● **Gösterilen Metin**
────

- Kategori
- Mizah
Açıldım açıldım açılamadım, terazim ufak idi tartılamadım...
Günlerdir bir açılım bekliyorduk...
Nasıl açılacağımızı merak edip duruyorduk.
Açılımdan sorumlu Bakanı'mızın konuşmasını dinlemek için televizyonların başına doluştuk.
Bakanımız konuşuyor biz pür dikkat dinliyoruz...
Ha şimdi açılacağız, ha şimdi açılacağız derken, Bakanımızın basın toplantısı bitti...
Kısacası nasıl açılacağımızı bilemediğimizden açılamadık...
Mini mi, midi mi, maksi mi olacak, karar veremedik.
Bazıları mini olsun, gözümüz gönlümüz doysun istiyor. İstediğimizi serbestçe yapalım diyorlar..

────

● **Verilen Malzeme**
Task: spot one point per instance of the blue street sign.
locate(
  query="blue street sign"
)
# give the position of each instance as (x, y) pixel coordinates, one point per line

────

● **Yapılacak İş**
Gösterilen metinde, hangisinin olacağına karar verilemediği söylenen seçenekleri sırasıyla yazın.

● **Alıştırma Çıktısı**
mini, midi, maksi